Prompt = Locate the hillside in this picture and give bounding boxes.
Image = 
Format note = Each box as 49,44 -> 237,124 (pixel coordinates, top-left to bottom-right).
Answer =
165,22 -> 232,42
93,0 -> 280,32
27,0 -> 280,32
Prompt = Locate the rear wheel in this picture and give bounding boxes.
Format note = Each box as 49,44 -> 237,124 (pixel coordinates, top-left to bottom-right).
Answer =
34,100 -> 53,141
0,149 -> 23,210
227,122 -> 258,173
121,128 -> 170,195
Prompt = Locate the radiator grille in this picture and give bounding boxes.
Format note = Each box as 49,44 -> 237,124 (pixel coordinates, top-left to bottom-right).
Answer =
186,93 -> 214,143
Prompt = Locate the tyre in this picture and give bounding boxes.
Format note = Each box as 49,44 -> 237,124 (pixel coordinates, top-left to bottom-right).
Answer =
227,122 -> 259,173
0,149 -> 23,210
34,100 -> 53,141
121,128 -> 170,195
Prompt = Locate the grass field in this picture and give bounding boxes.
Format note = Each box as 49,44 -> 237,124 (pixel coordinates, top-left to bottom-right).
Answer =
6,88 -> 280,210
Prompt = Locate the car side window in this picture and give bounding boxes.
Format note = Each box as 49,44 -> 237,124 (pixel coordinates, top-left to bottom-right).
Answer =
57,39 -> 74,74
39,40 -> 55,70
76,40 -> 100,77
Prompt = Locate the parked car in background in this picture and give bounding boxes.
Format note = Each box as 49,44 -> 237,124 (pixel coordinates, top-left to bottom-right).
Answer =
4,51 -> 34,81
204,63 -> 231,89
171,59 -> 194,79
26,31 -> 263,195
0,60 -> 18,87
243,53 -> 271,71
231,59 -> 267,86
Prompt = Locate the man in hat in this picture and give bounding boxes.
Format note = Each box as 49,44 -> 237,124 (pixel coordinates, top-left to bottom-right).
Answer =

Required work:
Copy out all the records above, swapping every "Locate" for "Find" and leaving everything else untouched.

Response:
Prompt = Find the hillside in this picture and give bounding boxes.
Image = 
Format note = Each box as 49,44 -> 237,124 (pixel coordinates, top-left to bottom-right).
Answer =
165,22 -> 232,42
93,0 -> 280,32
27,0 -> 280,32
Prompt = Find the rear wheel in this picture and give bounding boxes.
Format note = Each box as 49,44 -> 237,124 (pixel coordinates, top-left to bottom-right).
Answer =
34,100 -> 53,141
0,149 -> 23,210
227,122 -> 258,173
121,128 -> 170,195
Prompt = Find the radiator grille in this picture and give bounding boxes.
Format note = Each box as 49,44 -> 237,124 (pixel coordinates, top-left to bottom-right).
Answer =
186,93 -> 214,143
Prompt = Find the tyre in this picture and give bounding boxes.
Format note = Each box as 49,44 -> 237,124 (pixel coordinates, top-left to bottom-right).
Answer =
227,122 -> 259,173
0,149 -> 23,210
34,100 -> 53,141
121,128 -> 170,195
Prompt = Find the grass field in this picture and give bounding boxes.
Format note = Each box as 49,44 -> 237,124 (pixel coordinates, top-left to bottom-right).
Answer =
6,88 -> 280,210
Prompt = Find the car side window in this picture and give bounding boxes.
Format note = Each box as 49,44 -> 237,124 (pixel coordinates, top-left to bottom-right).
Answer =
57,39 -> 74,74
39,40 -> 55,70
76,40 -> 100,77
Prompt = Find the parked car in background in this picture and give bounding boxes.
Format note = Each box as 49,44 -> 237,124 (pixel coordinates, top-left to bottom-right).
Answer =
4,51 -> 34,81
204,63 -> 231,89
171,59 -> 194,79
26,31 -> 263,195
0,60 -> 18,87
243,53 -> 271,71
231,59 -> 267,86
Prompt = Find the man in hat in this picture and give bounding boxes.
Format note = Each box as 49,44 -> 237,124 (pixel coordinates, top-left to bottom-right).
Answer =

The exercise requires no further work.